Repeat, please, only the lines from the top of the data down to the line with "195 228 L 265"; include both of those lines.

### TASK MATERIAL:
####################
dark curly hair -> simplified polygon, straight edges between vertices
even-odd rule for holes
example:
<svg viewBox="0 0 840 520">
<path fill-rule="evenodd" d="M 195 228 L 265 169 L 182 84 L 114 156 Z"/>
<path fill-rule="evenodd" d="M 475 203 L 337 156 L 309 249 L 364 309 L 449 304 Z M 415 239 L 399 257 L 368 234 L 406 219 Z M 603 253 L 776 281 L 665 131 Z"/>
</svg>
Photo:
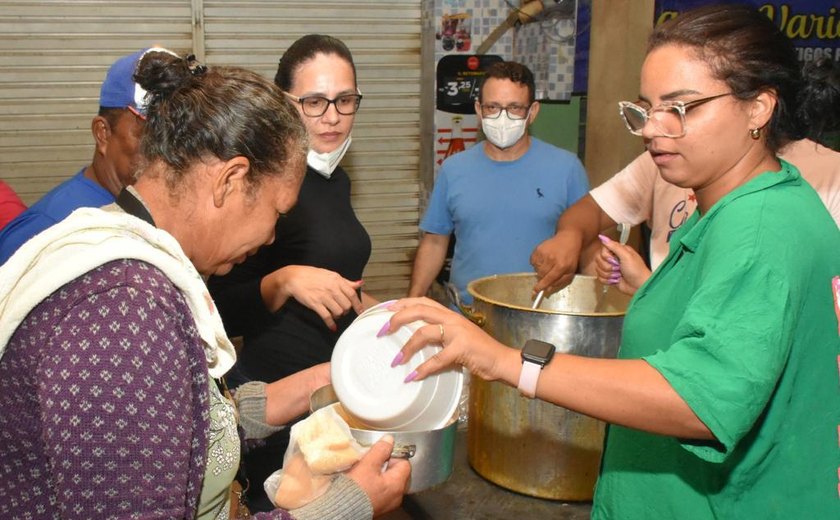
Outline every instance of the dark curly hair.
<svg viewBox="0 0 840 520">
<path fill-rule="evenodd" d="M 356 83 L 356 64 L 353 63 L 353 55 L 344 42 L 338 38 L 325 34 L 307 34 L 298 38 L 283 53 L 277 65 L 277 74 L 274 75 L 274 83 L 285 91 L 292 88 L 297 68 L 318 54 L 334 54 L 350 64 L 353 69 L 353 83 Z"/>
<path fill-rule="evenodd" d="M 143 159 L 167 168 L 170 188 L 198 161 L 237 156 L 251 163 L 252 187 L 294 173 L 308 146 L 297 111 L 276 85 L 237 67 L 206 67 L 167 53 L 143 57 L 134 79 L 148 92 Z"/>
<path fill-rule="evenodd" d="M 799 114 L 808 137 L 827 146 L 825 138 L 840 130 L 840 68 L 836 61 L 820 58 L 808 62 L 802 75 Z"/>
<path fill-rule="evenodd" d="M 819 140 L 821 132 L 837 124 L 836 77 L 833 86 L 815 81 L 818 75 L 803 77 L 790 38 L 754 7 L 731 4 L 686 11 L 654 29 L 648 52 L 669 44 L 694 48 L 738 99 L 775 93 L 776 108 L 764 129 L 773 152 L 805 137 Z"/>
<path fill-rule="evenodd" d="M 514 83 L 525 85 L 528 87 L 528 103 L 533 103 L 536 98 L 536 86 L 534 85 L 534 73 L 531 69 L 521 63 L 515 61 L 499 61 L 489 67 L 485 71 L 484 78 L 481 80 L 481 86 L 490 78 L 509 79 Z M 481 103 L 481 91 L 478 90 L 478 102 Z"/>
</svg>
####################
### RESULT FOR THIS EXERCISE:
dark curly hair -> simplified polygon, straight edges between vertices
even-odd rule for holes
example:
<svg viewBox="0 0 840 520">
<path fill-rule="evenodd" d="M 195 228 L 265 169 L 182 84 L 114 156 Z"/>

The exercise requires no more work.